**Dataset records**

..........

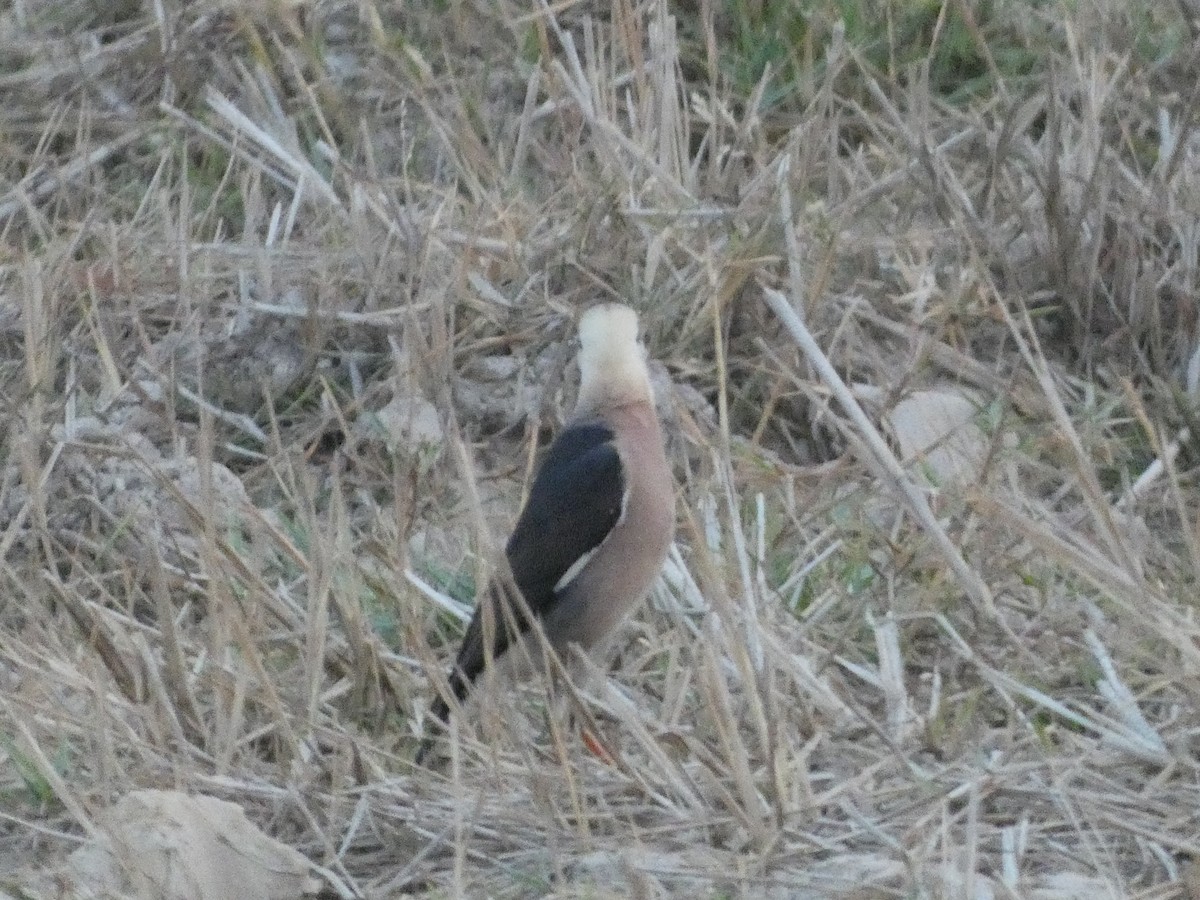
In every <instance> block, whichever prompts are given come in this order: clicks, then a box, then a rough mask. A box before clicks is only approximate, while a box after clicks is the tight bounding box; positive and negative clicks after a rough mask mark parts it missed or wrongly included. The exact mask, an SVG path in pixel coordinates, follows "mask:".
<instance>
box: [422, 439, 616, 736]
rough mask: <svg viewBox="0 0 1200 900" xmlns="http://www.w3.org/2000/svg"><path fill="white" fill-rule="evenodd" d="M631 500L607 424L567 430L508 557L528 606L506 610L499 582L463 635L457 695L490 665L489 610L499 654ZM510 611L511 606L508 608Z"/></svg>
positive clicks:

..........

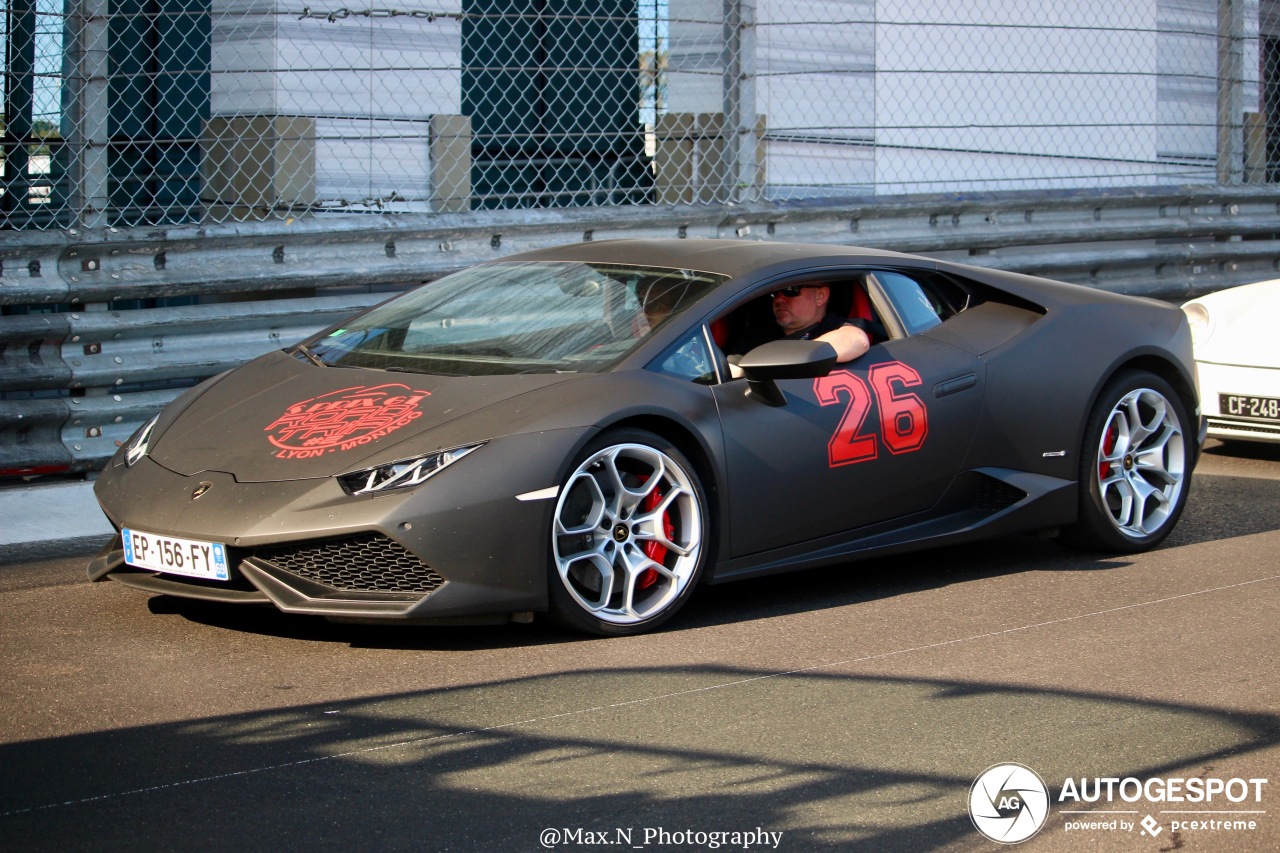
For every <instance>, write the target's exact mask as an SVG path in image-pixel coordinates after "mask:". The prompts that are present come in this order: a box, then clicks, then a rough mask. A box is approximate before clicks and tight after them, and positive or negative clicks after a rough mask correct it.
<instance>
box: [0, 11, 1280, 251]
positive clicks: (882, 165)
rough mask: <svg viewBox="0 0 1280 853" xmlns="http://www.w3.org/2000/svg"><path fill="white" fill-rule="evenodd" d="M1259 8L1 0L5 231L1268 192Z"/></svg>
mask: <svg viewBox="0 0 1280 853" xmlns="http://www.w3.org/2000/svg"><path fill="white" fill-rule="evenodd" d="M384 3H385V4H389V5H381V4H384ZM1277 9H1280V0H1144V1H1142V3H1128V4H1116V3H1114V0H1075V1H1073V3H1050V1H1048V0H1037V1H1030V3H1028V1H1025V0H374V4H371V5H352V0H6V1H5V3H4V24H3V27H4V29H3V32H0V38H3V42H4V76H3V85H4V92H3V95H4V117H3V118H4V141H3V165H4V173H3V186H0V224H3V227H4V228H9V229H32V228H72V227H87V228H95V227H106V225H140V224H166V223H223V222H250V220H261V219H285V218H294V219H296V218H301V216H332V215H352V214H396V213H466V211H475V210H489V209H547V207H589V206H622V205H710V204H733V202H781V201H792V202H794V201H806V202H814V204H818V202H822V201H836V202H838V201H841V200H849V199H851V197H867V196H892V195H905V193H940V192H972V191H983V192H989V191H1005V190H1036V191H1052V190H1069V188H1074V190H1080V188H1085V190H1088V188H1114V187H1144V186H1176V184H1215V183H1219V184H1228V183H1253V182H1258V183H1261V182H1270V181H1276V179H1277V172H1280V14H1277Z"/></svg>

..........

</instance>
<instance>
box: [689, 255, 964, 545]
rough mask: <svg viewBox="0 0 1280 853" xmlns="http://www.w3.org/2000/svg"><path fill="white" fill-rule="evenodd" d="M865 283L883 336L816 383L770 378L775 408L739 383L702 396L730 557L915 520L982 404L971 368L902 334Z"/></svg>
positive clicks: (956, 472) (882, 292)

..........

**Assignment**
Go through the records above, find every line with the word "approximate", and list those lines.

**Exercise output**
In every <instance> block, whichever prompts are given come in this order: clicks, then a box, then a rough mask. A box before clicks is only approximate, while a box after clicks is the tight bounding box; positive and negative clicks after a rough mask mark parts it missed or wrongly included. The exact mask, an SVG path in pixel coordinates, follows "mask:".
For every <instance>, write the target's exact mask as an SVG path in image-pixel coordinates after "mask:". The prompts that are present come in this order: a box, then clicks, then a rough mask. A box is approximate before clicks and tight after them, and positive or negative clicks after a rough mask correct it.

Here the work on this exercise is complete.